PROBLEM TO WORK ON:
Quote, without alteration, the lines of the records from the line containing "Query: navy blue jersey" through the final line of the records, both ends inclusive.

━━ INFORMATION SUPPLIED

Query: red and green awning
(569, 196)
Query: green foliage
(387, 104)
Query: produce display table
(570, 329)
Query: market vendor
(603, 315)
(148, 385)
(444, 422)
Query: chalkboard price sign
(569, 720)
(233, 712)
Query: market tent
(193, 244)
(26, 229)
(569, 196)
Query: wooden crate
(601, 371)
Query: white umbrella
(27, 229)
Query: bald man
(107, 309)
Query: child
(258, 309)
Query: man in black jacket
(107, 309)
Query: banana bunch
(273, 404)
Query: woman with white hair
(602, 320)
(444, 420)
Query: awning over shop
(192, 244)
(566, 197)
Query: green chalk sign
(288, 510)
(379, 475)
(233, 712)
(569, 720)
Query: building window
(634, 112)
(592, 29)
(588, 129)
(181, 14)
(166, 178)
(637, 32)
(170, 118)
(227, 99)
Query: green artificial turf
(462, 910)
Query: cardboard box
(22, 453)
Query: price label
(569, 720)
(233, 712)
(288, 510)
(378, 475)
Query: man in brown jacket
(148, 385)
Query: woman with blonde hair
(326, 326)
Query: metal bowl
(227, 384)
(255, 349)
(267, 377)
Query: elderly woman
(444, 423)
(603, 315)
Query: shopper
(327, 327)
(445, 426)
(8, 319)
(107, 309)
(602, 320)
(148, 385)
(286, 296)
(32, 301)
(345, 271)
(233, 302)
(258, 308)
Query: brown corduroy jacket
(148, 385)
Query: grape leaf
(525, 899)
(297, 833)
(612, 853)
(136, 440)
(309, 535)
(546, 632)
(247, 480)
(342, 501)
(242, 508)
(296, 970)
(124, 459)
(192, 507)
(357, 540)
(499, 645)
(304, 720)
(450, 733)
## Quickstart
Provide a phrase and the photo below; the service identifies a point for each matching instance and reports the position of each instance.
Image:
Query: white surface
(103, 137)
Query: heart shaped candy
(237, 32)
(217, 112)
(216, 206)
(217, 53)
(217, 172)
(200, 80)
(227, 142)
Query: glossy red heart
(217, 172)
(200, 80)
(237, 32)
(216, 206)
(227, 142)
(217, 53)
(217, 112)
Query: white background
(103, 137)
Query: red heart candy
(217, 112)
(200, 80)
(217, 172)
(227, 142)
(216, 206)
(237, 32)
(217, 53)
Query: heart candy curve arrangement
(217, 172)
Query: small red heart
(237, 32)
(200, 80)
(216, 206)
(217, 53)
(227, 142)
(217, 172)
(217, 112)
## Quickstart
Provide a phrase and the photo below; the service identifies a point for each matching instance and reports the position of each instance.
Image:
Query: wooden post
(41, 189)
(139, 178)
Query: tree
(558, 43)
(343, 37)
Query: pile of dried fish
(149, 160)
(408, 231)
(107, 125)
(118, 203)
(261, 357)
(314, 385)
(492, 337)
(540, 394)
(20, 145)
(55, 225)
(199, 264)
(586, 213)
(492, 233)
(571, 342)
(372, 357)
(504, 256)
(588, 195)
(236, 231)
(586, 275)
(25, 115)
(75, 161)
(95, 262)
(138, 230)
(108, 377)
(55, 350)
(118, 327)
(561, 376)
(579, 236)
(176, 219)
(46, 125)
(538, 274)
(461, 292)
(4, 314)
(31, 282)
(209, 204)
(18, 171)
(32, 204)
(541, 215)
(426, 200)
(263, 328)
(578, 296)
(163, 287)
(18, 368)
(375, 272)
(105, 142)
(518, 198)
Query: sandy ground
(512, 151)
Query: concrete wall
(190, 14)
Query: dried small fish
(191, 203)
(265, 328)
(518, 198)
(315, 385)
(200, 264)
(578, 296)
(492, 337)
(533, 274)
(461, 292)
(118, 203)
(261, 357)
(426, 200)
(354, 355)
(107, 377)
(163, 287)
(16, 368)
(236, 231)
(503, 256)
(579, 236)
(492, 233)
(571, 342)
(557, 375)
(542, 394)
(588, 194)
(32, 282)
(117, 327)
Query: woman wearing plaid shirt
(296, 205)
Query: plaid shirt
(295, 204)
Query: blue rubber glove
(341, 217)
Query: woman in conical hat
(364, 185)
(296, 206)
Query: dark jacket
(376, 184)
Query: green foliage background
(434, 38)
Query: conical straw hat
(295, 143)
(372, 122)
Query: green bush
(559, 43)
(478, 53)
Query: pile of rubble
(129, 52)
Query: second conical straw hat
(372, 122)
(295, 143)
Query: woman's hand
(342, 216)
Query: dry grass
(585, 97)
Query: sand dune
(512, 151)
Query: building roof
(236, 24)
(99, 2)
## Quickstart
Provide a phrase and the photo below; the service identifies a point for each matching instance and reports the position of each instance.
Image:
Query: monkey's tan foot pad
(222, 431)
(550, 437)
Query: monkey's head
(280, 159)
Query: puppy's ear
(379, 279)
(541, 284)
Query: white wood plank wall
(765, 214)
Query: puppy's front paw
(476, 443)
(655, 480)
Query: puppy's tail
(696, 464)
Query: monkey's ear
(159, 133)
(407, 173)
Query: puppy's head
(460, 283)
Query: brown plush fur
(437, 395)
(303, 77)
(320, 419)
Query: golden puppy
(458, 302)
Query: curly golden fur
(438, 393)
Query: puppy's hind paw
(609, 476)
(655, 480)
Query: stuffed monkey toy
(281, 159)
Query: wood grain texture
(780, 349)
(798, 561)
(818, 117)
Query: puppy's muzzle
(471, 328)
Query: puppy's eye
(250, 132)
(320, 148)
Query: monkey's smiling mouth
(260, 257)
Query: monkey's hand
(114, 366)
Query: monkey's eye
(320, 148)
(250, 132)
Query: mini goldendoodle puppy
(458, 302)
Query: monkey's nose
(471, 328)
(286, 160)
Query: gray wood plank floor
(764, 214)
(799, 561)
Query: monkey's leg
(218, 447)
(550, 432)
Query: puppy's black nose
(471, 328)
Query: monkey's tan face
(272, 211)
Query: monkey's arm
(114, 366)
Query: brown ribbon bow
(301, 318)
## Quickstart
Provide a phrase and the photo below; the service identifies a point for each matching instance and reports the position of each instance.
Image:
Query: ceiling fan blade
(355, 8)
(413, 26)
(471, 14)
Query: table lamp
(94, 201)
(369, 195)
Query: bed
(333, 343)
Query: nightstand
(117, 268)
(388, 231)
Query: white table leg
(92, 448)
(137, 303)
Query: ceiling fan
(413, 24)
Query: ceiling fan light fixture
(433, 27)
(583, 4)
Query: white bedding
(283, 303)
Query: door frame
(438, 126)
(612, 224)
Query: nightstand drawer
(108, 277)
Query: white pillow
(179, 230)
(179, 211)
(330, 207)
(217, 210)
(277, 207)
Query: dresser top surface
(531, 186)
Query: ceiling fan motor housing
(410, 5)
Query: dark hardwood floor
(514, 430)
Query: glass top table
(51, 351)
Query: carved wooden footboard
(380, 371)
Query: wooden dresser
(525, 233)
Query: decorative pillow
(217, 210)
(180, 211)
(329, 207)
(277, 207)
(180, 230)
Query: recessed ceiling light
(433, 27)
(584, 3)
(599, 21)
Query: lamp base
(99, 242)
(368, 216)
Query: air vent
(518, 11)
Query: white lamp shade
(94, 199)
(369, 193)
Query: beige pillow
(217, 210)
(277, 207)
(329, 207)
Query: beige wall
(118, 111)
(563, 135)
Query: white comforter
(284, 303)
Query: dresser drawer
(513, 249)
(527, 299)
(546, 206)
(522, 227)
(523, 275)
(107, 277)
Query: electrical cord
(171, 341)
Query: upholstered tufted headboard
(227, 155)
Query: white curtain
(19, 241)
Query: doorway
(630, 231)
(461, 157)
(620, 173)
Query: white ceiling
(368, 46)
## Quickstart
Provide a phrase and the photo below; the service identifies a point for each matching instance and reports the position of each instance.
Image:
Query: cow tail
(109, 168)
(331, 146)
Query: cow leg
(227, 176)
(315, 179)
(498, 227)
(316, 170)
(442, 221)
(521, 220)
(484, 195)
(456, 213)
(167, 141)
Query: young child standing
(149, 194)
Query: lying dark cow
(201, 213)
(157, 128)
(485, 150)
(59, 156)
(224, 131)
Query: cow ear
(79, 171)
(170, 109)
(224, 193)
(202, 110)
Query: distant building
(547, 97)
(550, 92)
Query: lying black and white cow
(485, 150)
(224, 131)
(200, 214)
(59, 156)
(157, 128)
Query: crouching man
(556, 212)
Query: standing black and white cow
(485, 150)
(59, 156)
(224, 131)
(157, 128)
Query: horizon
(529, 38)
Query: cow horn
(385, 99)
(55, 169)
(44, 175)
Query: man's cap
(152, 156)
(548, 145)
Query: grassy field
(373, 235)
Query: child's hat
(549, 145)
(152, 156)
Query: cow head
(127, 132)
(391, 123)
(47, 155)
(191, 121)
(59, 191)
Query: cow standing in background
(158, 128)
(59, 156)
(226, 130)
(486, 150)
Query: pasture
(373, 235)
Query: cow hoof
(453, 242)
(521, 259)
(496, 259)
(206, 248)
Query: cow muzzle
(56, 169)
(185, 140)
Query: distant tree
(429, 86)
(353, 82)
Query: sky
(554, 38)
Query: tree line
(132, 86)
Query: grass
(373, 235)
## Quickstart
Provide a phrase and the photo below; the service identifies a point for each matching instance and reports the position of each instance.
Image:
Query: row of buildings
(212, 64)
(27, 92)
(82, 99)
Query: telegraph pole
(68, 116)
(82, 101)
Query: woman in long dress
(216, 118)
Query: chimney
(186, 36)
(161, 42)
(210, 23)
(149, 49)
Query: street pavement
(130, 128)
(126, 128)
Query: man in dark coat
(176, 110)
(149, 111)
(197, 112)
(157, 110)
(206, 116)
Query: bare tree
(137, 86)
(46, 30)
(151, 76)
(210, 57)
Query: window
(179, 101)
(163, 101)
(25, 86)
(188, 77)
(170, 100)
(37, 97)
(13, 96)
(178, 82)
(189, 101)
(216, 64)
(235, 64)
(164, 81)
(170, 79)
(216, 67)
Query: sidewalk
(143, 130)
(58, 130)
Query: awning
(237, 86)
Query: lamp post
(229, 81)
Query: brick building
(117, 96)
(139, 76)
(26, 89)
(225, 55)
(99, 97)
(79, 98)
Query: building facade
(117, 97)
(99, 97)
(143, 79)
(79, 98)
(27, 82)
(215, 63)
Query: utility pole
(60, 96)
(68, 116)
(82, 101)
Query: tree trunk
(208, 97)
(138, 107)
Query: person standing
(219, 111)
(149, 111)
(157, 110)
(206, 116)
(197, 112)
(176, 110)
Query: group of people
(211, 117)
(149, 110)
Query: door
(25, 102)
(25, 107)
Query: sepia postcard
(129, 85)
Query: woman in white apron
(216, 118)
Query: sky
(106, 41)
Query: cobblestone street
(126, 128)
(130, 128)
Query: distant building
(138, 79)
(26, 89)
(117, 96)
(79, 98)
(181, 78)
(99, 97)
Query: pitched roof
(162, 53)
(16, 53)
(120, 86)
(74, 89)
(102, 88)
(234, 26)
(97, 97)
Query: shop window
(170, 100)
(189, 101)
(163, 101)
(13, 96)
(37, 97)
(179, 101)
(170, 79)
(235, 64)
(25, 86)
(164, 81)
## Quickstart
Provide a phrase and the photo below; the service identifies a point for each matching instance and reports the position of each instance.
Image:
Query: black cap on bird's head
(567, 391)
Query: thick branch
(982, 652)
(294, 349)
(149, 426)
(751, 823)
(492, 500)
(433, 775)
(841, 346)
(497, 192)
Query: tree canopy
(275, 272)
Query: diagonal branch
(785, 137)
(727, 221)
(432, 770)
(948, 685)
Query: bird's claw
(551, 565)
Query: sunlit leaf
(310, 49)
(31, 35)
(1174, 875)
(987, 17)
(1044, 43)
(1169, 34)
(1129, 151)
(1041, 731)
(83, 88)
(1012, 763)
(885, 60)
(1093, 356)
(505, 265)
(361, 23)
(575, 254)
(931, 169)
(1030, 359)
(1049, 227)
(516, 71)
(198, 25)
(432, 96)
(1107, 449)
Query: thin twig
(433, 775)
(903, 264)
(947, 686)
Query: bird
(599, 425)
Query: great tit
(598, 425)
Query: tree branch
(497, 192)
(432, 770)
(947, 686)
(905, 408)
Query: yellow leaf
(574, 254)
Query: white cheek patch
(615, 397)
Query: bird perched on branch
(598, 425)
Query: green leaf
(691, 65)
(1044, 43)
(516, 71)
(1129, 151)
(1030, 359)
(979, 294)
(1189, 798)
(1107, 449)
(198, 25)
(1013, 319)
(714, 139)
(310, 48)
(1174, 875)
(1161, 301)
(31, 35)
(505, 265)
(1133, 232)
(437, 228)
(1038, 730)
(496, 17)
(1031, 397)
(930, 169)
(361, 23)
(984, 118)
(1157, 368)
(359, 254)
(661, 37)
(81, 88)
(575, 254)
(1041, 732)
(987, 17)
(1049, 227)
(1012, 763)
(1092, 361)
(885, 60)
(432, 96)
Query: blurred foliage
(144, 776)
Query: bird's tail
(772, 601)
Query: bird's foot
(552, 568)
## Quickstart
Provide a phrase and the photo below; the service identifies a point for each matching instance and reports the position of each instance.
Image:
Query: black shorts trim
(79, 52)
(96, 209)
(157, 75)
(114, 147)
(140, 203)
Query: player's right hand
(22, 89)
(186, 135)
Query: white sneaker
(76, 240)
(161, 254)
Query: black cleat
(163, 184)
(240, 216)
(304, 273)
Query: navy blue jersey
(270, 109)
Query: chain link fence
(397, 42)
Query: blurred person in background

━━━━

EXPECTED ANSWER:
Query: navy blue jersey
(270, 109)
Query: chain link fence
(397, 42)
Query: blurred person in background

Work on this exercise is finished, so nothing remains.